- _SUPPLIED TEXT_
Using Scenarios to automatically retrain models

Tags
Registered Posts: 1 ✭✭✭

Hi,

I'm new to Dataiku and the community and I'm using Dataiku online. Documentation indicates that scenarios can be used to "Automate the retraining of “saved models” on a regular basis, and only activate the new version if the performance is improved". This is exactly what I need to set up but I can't seem to find examples showing the specific steps I would setup in scenarios to accomplish this. Attaching my current flow (I got an error pasting a screenshot ). Any references to documentation / working examples would be great.

Thank you


Operating system used: windows


Operating system used: windows

Welcome!

It looks like you're new here. Sign in or register to get started.

Answers

  • Dataiker, Dataiku DSS Core Designer, Dataiku DSS ML Practitioner, Dataiku DSS Adv Designer, Registered Posts: 1,270 Dataiker
    edited July 2024

    Hi @StephenEaster
    ,

    Thanks for posting here. Sharing the solution we implemented on your end with the Community.

    Added a custom python step in a scenario :

    import dataiku
    
    # Define variables necessary to run this code (Please assign your own environment's values)
    ANALYSIS_ID = 'XXXXXXX' # The identifier of the visual analysis containing the desired ML task
    ML_TASK_ID = 'XXXXXXX' # The identifier of the desired ML task
    SAVED_MODEL_ID = 'S-RESPONSEMODELING-ngsDEF4J-1656449809436' # The identifier of the saved model when initially running the scenario will use variables later
    TRAINING_RECIPE_NAME = 'train_Predict_Revenue_NDays_Company__regression_' # Name of the training recipe to update for redeploying the model
    
    # client is a DSS API client.
    client = dataiku.api_client()
    p = client.get_project(dataiku.default_project_key())
    
    # Retrieve existing ML task to retrain the model
    mltask = p.get_ml_task(ANALYSIS_ID, ML_TASK_ID)
    
    # Wait for the ML task to be ready
    mltask.wait_guess_complete()
    
    # Start train and wait for it to be complete
    mltask.start_train()
    mltask.wait_train_complete()

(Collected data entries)
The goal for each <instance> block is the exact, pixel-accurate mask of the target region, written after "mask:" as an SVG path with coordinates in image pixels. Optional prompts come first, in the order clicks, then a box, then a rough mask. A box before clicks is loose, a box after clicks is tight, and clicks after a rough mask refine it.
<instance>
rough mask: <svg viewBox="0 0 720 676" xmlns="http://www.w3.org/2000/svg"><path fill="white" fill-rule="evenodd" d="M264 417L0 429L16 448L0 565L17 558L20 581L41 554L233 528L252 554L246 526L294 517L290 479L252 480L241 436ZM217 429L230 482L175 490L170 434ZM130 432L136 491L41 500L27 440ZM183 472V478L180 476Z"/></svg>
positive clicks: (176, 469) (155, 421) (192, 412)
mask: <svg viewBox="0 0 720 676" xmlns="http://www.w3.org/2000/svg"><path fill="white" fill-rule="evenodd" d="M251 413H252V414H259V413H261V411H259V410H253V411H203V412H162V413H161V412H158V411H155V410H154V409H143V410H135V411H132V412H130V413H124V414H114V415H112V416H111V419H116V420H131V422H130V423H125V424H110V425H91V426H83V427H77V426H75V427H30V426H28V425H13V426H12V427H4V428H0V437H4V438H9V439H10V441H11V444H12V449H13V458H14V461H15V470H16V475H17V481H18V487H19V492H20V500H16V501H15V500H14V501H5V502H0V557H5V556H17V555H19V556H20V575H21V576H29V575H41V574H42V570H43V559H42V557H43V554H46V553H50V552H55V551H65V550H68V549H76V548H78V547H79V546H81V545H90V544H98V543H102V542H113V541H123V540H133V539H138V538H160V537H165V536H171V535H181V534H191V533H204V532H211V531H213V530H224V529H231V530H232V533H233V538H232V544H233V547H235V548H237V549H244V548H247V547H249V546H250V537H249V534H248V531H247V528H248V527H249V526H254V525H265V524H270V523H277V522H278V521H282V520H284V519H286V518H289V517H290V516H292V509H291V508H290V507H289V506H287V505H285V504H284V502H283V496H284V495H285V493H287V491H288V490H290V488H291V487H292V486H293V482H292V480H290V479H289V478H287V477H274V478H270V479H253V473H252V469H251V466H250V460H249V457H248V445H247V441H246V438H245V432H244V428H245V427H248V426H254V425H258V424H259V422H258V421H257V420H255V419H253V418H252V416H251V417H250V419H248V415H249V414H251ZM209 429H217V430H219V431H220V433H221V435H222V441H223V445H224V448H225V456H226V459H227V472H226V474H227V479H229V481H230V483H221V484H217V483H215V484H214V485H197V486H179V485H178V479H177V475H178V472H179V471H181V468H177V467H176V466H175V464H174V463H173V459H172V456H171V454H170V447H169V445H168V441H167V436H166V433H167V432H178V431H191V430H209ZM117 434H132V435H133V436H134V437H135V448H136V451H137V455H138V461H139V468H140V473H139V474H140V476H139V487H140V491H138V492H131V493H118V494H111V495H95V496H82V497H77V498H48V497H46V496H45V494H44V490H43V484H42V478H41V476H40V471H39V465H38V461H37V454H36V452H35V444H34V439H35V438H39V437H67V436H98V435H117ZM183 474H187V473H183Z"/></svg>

...

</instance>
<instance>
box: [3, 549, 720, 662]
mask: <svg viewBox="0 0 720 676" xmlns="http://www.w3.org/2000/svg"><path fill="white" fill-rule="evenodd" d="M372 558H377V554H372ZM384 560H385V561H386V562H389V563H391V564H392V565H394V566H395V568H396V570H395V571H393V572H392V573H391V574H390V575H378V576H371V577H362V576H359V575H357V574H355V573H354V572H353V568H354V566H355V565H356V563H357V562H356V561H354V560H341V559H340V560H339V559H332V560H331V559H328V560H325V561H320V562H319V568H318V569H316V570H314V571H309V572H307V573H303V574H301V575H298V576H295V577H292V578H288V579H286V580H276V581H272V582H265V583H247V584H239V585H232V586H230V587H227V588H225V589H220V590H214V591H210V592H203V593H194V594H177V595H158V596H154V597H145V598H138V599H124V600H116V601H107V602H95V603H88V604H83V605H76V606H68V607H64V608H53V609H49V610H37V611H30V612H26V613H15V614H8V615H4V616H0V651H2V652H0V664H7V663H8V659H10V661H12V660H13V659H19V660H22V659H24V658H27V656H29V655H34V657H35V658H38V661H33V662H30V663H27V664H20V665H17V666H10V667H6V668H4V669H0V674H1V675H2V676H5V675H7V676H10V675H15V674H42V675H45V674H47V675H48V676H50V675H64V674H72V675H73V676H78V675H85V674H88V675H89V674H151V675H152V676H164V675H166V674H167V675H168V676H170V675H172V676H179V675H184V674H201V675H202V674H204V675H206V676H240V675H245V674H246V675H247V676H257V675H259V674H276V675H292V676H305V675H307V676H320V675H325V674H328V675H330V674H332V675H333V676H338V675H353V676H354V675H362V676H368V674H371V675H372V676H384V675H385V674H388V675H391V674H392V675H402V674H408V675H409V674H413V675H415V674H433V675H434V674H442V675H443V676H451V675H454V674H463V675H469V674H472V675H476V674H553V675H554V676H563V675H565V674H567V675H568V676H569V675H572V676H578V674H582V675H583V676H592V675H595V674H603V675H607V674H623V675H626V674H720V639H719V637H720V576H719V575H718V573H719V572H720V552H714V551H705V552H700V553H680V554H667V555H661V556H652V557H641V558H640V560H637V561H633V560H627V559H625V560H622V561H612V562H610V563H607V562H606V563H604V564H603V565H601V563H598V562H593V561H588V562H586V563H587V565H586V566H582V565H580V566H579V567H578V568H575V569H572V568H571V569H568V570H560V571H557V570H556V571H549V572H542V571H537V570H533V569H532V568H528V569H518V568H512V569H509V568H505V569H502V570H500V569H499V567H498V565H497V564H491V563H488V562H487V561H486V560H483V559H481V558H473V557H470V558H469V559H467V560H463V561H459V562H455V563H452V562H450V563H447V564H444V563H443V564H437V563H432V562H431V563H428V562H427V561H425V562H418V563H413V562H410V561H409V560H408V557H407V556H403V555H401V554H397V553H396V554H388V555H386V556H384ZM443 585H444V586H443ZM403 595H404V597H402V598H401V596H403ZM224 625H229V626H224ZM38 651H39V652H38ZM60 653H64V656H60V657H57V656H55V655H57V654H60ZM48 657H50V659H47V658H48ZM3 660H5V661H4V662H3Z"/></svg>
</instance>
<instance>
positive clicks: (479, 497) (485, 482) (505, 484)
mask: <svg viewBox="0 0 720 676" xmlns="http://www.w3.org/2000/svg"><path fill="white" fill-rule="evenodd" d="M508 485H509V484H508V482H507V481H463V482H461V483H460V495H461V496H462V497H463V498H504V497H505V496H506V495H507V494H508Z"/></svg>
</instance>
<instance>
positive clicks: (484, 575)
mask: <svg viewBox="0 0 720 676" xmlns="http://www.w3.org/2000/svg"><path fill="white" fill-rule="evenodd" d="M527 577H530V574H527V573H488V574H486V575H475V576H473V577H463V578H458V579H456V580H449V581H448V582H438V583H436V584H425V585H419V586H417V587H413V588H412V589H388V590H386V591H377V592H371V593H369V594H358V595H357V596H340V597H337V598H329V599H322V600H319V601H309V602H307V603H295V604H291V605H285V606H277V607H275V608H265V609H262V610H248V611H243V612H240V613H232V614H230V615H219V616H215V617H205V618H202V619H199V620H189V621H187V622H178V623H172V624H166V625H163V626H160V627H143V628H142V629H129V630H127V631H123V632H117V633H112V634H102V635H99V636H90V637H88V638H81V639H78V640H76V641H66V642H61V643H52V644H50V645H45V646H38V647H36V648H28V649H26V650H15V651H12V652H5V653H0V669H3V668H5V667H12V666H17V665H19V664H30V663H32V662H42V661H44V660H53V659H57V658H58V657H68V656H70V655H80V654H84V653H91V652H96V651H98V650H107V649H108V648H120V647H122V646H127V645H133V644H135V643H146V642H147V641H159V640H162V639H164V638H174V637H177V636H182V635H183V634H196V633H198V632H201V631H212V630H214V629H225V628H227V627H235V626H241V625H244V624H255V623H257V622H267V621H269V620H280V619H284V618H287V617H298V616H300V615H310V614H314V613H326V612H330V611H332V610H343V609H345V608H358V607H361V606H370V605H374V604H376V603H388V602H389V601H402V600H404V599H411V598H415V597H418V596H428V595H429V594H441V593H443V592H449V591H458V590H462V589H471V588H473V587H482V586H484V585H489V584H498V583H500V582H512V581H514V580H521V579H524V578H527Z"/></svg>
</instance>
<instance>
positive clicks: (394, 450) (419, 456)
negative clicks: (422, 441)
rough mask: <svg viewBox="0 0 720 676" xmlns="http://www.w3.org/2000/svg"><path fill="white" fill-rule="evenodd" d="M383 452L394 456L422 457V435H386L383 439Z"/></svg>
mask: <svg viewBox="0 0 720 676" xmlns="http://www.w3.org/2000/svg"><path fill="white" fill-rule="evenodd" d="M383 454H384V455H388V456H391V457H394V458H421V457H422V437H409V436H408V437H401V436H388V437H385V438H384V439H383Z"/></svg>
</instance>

- _ASSIGNMENT A_
According to the Dataiku retraining thread, what kind of step was added to a scenario to implement the solution?
- _ASSIGNMENT B_
Edit the stretch of the Dataiku retraining thread from "Thanks for posting" through "client = dataiku.api_client()", swapping "visual analysis" for "analysis panel".
- _ASSIGNMENT C_
Pick up the Dataiku retraining thread at its final line and keep it going.

- _RESULT A_
A custom Python step.

- _RESULT B_
Thanks for posting here. Sharing the solution we implemented on your end with the Community.

    Added a custom python step in a scenario :

    import dataiku
    
    # Define variables necessary to run this code (Please assign your own environment's values)
    ANALYSIS_ID = 'XXXXXXX' # The identifier of the analysis panel containing the desired ML task
    ML_TASK_ID = 'XXXXXXX' # The identifier of the desired ML task
    SAVED_MODEL_ID = 'S-RESPONSEMODELING-ngsDEF4J-1656449809436' # The identifier of the saved model when initially running the scenario will use variables later
    TRAINING_RECIPE_NAME = 'train_Predict_Revenue_NDays_Company__regression_' # Name of the training recipe to update for redeploying the model
    
    # client is a DSS API client.
    client = dataiku.api_client()

- _RESULT C_
    # Get the identifiers of the trained models
    # There will be 3 of them because Logistic regression and Random forest were default enabled
    ids = mltask.get_trained_models_ids()
    
    # Iterating through all the existing algorithms to determine which one has the best AUC score or other metrics r2,auc, f1 etc.
    actual_metric = "r2"
    
    temp_auc = 0
    for id in ids:
            details = mltask.get_trained_model_details(id)
            algorithm = details.get_modeling_settings()["algorithm"]
            auc = details.get_performance_metrics()[actual_metric]
    
            if auc > temp_auc:
                best_model = id
                print("Better model identified")
    
            print("Algorithm=%s actual_metric=%s" % (algorithm, auc))
    
    # Let's compare the "best" model of the newly trained model vs the existing model to see which is better
    
    details = mltask.get_trained_model_details(best_model)
    auc = details.get_performance_metrics()[actual_metric]
    
    # We'll need to pull the current model ID from project variables and retrieve the model info
    vars = p.get_variables()
    
    try:
        current_model = vars["standard"]["current_model"]
    except:
        current_model = SAVED_MODEL_ID
    
    current_details = mltask.get_trained_model_details(current_model)
    current_auc = current_details.get_performance_metrics()[actual_metric]
    
    # Let's deploy the model with the best AUC score (either new or existing)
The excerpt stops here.